Excerpt to read:
-.-.-

INSIDER TIP: Don’t Use A VPN- To avoid these little surprises, I recommend using our Buenos Aires neighborhood map. We built an interactive tool that allows you to see specifically what neighborhood the apartment is located in—it’s a lifesaver for making sure you’re exactly where you want to be, and you’re not paying more than you need to.

6) Budget-Friendly Housing Option Near Teatro Colon

This last apartment is to answer a common question I get asked- 

What does a cheap apartment look like in Buenos Aires? 

They look like this. This budget apartment near the Teatro Colon didn’t work for us, but it may be ideal for expats looking for more affordable housing options outside of Palermo and Recoleta. Listed at under $400, it straddles the border between Recoleta and Retiro.

You still get the prime location near the capital’s most popular attractions and a 15-minute walk to Recoleta’s restaurant scene. 

This downtown apartment features a spacious industrial aesthetic, a combined living and sleeping area, and a separate kitchen and bathroom. During a recent viewing, the kitchen and bathroom were undergoing wall painting, indicating ongoing maintenance and care.

-.-.-

Given entries:
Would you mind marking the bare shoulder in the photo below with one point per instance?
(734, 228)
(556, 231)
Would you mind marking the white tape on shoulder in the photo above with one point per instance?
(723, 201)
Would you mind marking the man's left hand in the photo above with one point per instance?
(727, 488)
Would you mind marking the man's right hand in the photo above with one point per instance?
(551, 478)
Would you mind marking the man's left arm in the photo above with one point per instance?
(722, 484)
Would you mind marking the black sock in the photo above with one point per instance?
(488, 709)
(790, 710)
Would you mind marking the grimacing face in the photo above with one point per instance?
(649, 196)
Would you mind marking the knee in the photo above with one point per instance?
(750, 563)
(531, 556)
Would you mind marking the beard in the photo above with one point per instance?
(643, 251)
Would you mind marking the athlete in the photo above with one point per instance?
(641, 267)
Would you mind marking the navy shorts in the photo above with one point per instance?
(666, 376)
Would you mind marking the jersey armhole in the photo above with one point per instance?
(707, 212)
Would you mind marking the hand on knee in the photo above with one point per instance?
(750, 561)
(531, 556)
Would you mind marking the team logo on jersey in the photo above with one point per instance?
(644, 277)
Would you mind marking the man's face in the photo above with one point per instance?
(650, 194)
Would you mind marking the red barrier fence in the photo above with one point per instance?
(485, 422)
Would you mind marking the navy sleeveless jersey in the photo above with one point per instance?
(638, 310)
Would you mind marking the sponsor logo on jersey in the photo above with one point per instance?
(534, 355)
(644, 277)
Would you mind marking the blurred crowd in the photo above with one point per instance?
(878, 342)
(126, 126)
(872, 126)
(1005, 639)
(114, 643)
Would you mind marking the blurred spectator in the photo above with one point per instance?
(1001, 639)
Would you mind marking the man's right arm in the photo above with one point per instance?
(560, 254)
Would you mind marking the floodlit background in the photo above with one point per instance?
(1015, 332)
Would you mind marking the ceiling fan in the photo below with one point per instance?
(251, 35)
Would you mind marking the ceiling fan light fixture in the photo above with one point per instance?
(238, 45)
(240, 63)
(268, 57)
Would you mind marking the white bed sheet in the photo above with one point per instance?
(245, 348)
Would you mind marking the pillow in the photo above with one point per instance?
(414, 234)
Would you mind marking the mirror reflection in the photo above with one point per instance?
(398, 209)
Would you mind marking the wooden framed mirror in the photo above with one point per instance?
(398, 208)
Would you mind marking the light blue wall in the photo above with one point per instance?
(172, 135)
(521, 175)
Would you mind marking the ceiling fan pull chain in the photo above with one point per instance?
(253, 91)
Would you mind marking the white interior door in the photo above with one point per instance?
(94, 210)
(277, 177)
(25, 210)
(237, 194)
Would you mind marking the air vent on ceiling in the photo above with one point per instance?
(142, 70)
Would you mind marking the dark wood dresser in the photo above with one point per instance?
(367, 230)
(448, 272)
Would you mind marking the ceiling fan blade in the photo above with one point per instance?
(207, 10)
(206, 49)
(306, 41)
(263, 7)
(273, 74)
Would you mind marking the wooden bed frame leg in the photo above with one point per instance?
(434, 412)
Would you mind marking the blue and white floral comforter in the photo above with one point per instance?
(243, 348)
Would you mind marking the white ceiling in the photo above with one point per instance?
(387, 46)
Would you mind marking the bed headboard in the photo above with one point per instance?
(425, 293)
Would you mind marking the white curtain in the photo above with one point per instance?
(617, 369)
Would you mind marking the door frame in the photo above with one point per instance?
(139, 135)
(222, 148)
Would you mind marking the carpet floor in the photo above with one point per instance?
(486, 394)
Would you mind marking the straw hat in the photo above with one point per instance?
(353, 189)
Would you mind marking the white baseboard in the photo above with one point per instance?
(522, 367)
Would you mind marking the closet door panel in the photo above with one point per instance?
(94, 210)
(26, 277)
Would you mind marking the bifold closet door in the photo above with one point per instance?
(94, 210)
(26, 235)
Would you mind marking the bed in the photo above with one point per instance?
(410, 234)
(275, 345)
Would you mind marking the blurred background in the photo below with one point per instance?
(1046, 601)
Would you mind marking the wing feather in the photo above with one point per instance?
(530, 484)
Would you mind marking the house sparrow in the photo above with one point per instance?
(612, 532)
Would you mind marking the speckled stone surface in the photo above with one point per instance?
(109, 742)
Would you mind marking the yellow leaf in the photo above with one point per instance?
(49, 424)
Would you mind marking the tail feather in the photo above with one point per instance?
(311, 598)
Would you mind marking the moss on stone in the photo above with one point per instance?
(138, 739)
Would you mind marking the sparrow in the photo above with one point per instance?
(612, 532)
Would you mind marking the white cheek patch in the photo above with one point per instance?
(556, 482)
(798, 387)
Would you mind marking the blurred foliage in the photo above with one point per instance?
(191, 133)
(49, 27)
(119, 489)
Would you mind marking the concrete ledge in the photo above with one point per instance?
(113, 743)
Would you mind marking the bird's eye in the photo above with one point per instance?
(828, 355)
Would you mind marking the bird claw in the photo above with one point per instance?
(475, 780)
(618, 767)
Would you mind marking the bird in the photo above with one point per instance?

-.-.-

Problems to solve:
1. Copy out, word for word, the part of the listing that opens with the line containing "Would you mind marking the blurred foliage" and runs through the final line of the listing.
2. Pick up the write-up on Buenos Aires apartments after its last sentence and carry it forward.

Expected answers:
1.
Would you mind marking the blurred foliage in the photo above with one point per instance?
(191, 133)
(49, 27)
(119, 489)
Would you mind marking the concrete ledge in the photo above with one point per instance?
(113, 743)
Would you mind marking the bird's eye in the photo above with one point per instance?
(828, 355)
Would you mind marking the bird claw in the photo above with one point per instance?
(475, 780)
(618, 767)
Would you mind marking the bird in the photo above with one point per instance?

2.
The sleeping arrangement includes a loft-style king-size bed with two guest beds. If you prefer even more living space, the beds can be stored to make the big living room even bigger. 

The apartment has a large window that lets in lots of natural light, making it bright and airy.

While it lacks 24-hour security and a swimming pool, the apartment’s affordability, lighting, and space make it an attractive, low-cost, functional apartment. 

Given its location near one of Buenos Aires’ most sought-after neighborhoods, this trade-off may be worthwhile for many expats looking to balance cost with convenience.

FAQ: All About Apartment Living in Buenos Aires

Some popular areas in Buenos Aires for apartment rentals include:

  • Palermo Soho: The most popular expat neighborhood for a reason. Creative vibe, busy nightlife, and lots of amenities.
  • Palermo Hollywood: Some of the best international restaurants in the city. Tree-lined streets and chilled vibe
  • Recoleta: Refined living with its upscale apartments, historical landmarks, and cultural heritage.
  • San Telmo: Attracts those drawn to its colonial charm and tango-infused atmosphere.
  • Belgrano: A family-friendly neighborhood with spacious apartments and great schools.
  • Puerto Madero: Features modern, luxury apartments with views of the Rio de la Plata.

How do rental prices vary across different neighborhoods in Buenos Aires?

Rental prices in Buenos Aires vary significantly by neighborhood:

  • Palermo: Trendy and popular with the young professional crowd, prices are mid to high-range.
  • Recoleta: Upscale and historic, it commands higher rental fees.
  • San Telmo: More affordable, with eclectic and vintage charm attracting a Bohemian scene.
  • Belgrano: Offers a mix of affordability and upscale options, catering to families and professionals.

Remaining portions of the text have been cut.